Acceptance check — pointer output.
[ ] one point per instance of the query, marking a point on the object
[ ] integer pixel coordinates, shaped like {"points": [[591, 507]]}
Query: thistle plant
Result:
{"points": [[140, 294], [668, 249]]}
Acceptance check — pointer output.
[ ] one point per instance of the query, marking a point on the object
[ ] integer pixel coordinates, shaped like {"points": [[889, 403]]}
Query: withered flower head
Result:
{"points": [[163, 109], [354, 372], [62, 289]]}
---
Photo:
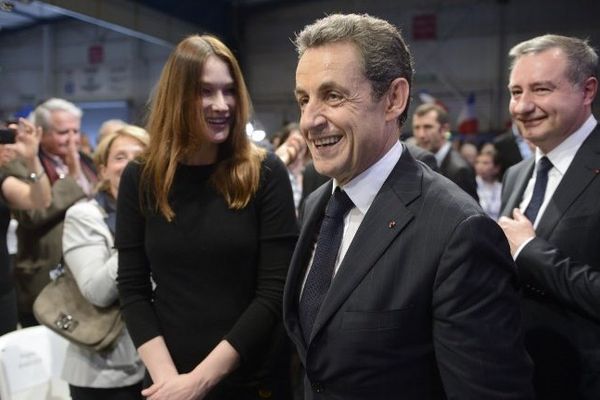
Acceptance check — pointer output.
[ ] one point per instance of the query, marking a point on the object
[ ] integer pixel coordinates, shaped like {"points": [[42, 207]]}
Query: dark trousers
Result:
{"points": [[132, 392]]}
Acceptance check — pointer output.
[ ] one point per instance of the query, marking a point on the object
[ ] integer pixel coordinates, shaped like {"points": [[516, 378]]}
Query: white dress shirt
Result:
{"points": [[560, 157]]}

» **Exercise details**: Lines holding the string "like" must be copied out of the entries above.

» **Answer for the task**:
[ ] integer pixel coordinates, shaped like {"points": [[591, 507]]}
[ ] integer pixel coordinates, shaped like {"points": [[889, 403]]}
[ ] integer pixel coordinates, shaped like {"points": [[42, 207]]}
[ ] integer pixel coordinates, shaped like {"points": [[516, 378]]}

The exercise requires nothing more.